------ INFORMATION SHOWN

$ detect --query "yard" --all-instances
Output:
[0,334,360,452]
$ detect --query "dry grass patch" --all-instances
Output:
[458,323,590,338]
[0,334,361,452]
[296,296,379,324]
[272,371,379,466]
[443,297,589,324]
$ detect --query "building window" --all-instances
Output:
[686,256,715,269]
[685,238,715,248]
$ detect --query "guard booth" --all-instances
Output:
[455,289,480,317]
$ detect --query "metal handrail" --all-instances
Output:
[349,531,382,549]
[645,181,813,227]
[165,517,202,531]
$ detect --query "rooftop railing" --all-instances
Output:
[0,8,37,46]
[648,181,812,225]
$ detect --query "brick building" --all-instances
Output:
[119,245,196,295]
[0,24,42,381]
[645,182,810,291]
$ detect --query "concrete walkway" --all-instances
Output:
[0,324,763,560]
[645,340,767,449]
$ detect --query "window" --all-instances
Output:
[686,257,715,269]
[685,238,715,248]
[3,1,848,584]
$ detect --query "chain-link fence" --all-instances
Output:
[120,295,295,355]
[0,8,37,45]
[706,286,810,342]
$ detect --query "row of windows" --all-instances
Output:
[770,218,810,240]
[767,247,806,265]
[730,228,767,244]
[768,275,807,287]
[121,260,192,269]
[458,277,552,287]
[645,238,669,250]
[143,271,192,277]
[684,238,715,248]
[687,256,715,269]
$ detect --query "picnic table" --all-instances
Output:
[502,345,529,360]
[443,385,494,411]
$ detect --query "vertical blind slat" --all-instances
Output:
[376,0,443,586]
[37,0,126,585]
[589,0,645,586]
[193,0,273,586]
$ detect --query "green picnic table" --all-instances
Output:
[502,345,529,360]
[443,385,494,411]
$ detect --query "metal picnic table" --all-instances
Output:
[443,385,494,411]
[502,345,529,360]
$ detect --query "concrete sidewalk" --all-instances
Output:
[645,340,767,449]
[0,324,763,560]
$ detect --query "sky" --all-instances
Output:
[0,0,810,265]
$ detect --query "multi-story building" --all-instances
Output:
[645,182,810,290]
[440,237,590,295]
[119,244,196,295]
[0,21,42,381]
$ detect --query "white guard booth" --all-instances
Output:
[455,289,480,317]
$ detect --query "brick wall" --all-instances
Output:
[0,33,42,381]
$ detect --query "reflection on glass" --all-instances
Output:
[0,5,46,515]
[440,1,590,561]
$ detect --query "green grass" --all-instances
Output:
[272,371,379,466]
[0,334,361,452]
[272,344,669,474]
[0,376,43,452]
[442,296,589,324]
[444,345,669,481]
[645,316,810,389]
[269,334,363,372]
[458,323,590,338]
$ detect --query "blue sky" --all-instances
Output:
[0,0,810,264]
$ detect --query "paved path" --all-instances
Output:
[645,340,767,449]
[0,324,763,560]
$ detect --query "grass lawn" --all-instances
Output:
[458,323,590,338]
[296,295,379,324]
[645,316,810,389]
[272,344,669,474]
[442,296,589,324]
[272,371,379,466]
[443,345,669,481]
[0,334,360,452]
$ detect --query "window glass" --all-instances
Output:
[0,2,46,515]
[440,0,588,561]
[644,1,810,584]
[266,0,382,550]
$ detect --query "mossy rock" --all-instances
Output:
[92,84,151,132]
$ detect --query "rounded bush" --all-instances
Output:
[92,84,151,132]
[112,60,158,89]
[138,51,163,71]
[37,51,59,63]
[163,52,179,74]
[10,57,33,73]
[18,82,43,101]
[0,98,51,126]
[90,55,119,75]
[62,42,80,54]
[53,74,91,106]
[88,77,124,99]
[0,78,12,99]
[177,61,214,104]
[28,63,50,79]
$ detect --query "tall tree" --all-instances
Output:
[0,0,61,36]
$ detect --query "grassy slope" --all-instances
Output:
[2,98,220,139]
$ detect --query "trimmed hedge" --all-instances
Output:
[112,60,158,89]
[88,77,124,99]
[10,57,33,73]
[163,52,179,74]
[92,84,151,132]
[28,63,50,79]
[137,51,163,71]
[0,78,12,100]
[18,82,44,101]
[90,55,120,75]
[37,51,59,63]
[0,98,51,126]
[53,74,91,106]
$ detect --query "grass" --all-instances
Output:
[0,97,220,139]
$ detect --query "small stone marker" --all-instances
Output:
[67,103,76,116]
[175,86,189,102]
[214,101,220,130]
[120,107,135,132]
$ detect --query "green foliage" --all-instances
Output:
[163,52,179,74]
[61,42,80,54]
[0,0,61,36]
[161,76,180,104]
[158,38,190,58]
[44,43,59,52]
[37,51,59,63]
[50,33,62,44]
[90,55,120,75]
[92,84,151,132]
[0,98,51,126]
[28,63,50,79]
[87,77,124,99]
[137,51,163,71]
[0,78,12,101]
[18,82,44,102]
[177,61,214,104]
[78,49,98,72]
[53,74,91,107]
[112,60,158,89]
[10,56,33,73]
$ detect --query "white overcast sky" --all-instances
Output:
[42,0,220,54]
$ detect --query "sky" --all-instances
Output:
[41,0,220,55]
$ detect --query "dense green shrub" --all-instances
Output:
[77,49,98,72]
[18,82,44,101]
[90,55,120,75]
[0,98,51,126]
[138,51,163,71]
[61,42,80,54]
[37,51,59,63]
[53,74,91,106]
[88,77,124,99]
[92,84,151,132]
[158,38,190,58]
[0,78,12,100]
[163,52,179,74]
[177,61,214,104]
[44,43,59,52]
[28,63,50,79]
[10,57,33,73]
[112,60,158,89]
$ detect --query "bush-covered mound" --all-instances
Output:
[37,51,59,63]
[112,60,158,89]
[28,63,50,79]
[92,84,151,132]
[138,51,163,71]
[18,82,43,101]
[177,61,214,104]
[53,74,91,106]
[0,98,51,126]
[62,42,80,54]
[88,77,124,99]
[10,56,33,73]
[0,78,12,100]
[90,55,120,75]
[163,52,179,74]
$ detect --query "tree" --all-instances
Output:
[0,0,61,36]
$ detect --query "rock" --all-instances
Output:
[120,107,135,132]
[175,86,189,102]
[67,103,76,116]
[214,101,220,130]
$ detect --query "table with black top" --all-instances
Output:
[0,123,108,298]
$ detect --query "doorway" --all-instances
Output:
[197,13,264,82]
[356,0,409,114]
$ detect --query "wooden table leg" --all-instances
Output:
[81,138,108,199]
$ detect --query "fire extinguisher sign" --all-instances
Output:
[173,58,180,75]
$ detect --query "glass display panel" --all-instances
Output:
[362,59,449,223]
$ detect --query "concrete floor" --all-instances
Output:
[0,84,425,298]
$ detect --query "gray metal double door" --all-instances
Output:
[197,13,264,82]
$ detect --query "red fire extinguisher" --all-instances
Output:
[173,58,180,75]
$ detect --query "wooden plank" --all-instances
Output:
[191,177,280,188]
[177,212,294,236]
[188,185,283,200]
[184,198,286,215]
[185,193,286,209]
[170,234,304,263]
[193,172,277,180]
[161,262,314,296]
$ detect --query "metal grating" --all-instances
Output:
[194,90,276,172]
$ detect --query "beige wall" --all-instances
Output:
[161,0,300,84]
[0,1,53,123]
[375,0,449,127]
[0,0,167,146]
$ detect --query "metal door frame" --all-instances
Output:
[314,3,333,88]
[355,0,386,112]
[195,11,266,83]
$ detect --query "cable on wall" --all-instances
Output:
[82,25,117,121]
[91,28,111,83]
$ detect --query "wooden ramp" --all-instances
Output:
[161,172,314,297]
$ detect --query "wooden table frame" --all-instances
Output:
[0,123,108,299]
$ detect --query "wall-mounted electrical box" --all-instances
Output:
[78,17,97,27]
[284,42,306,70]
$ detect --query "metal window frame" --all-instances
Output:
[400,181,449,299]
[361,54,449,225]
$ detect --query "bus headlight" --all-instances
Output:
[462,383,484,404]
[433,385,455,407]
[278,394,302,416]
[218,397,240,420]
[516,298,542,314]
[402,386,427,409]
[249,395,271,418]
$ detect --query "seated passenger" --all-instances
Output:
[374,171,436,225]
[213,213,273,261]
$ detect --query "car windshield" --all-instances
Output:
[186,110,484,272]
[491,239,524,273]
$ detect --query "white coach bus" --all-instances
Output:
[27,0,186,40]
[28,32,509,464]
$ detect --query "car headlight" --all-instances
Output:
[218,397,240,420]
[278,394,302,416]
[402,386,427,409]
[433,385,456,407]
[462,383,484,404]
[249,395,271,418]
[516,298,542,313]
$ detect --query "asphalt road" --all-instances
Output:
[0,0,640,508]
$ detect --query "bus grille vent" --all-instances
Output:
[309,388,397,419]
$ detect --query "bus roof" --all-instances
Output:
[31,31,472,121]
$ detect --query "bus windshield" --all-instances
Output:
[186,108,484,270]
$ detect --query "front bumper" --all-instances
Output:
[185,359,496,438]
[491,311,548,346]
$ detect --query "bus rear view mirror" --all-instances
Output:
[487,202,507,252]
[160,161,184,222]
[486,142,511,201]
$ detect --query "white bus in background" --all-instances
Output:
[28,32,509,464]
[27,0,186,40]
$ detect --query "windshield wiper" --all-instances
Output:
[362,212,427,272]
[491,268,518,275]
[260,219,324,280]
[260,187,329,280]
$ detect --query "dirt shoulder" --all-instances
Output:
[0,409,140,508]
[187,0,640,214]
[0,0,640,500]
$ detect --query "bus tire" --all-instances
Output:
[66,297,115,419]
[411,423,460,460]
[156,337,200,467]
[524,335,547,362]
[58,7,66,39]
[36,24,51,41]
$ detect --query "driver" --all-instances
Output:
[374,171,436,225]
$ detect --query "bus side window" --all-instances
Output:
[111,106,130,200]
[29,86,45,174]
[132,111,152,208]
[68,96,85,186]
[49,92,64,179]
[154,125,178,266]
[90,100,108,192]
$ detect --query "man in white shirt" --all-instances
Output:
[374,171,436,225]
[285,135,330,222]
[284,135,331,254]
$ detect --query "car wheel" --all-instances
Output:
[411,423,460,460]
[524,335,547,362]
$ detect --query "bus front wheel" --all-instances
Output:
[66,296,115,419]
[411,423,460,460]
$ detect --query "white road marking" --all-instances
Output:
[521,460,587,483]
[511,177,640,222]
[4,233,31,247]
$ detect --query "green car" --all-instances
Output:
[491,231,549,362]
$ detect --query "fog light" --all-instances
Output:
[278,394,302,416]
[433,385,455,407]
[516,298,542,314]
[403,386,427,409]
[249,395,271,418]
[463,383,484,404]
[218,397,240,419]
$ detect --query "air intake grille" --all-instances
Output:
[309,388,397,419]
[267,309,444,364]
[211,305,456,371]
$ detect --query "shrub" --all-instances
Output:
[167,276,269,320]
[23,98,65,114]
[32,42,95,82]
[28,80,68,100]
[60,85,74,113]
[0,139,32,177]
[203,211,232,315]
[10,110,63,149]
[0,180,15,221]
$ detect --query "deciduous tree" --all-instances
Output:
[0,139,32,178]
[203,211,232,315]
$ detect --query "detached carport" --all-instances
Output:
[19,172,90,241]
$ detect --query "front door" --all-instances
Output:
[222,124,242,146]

------------

- **PROMPT**
Convert the records from their first line through the line containing "[440,1,590,561]" into a Markdown table with the columns Row and Line. Number each row and omit blank lines.

- **RESULT BELOW**
| Row | Line |
|---|---|
| 1 | $ detect --query "yard" --all-instances |
| 2 | Output: |
| 3 | [0,334,360,452] |
| 4 | $ detect --query "dry grass patch" --all-instances |
| 5 | Output: |
| 6 | [458,323,590,338] |
| 7 | [0,334,361,452] |
| 8 | [296,296,379,324] |
| 9 | [272,371,379,466] |
| 10 | [443,297,589,324] |
| 11 | $ detect --query "building window" --all-instances |
| 12 | Output: |
| 13 | [686,256,715,269] |
| 14 | [685,238,715,248] |
| 15 | $ detect --query "guard booth" --all-instances |
| 16 | Output: |
| 17 | [455,289,480,317] |
| 18 | $ detect --query "metal handrail" --all-instances |
| 19 | Output: |
| 20 | [349,531,382,549] |
| 21 | [645,181,813,227] |
| 22 | [165,517,202,531] |
| 23 | $ detect --query "rooftop railing" --all-instances |
| 24 | Output: |
| 25 | [0,8,37,46] |
| 26 | [648,181,812,225] |
| 27 | $ detect --query "brick building" --all-instances |
| 28 | Output: |
| 29 | [119,245,196,295] |
| 30 | [0,24,42,381] |
| 31 | [645,182,810,291] |
| 32 | $ detect --query "concrete walkway" --all-instances |
| 33 | Output: |
| 34 | [0,324,763,560] |
| 35 | [645,340,767,449] |
| 36 | $ detect --query "window" --all-instances |
| 37 | Output: |
| 38 | [686,257,715,269] |
| 39 | [685,238,715,248] |
| 40 | [3,1,848,584] |
| 41 | $ detect --query "chain-link fence" --all-instances |
| 42 | Output: |
| 43 | [120,295,295,355] |
| 44 | [0,8,37,45] |
| 45 | [706,286,810,342] |
| 46 | $ detect --query "row of windows" --all-instances |
| 47 | Output: |
| 48 | [770,218,810,240] |
| 49 | [767,247,806,265] |
| 50 | [730,228,767,244] |
| 51 | [768,275,807,287] |
| 52 | [121,260,192,269] |
| 53 | [458,277,552,287] |
| 54 | [645,238,669,250] |
| 55 | [143,271,192,277] |
| 56 | [684,238,715,248] |
| 57 | [687,256,715,269] |
| 58 | $ detect --query "picnic table" --all-instances |
| 59 | Output: |
| 60 | [502,345,529,360] |
| 61 | [443,385,494,411] |
| 62 | $ detect --query "vertical blind slat" --all-instances |
| 63 | Output: |
| 64 | [376,0,443,586] |
| 65 | [37,0,126,585] |
| 66 | [589,0,645,586] |
| 67 | [193,0,273,586] |
| 68 | $ detect --query "green picnic table" --all-instances |
| 69 | Output: |
| 70 | [502,345,529,360] |
| 71 | [443,385,494,411] |
| 72 | $ detect --query "metal picnic table" --all-instances |
| 73 | Output: |
| 74 | [443,385,494,411] |
| 75 | [502,345,529,360] |
| 76 | $ detect --query "concrete sidewalk" --all-instances |
| 77 | Output: |
| 78 | [645,340,767,449] |
| 79 | [0,324,763,560] |
| 80 | $ detect --query "sky" --all-instances |
| 81 | Output: |
| 82 | [0,0,810,265] |
| 83 | $ detect --query "multi-story building" --all-instances |
| 84 | Output: |
| 85 | [645,182,810,290] |
| 86 | [440,237,590,295] |
| 87 | [119,244,196,295] |
| 88 | [0,21,42,381] |
| 89 | $ detect --query "white guard booth" --all-instances |
| 90 | Output: |
| 91 | [455,289,480,317] |
| 92 | $ detect --query "brick wall" --all-instances |
| 93 | Output: |
| 94 | [0,33,42,381] |
| 95 | $ detect --query "reflection on glass" --all-instances |
| 96 | Output: |
| 97 | [0,5,46,515] |
| 98 | [440,1,590,561] |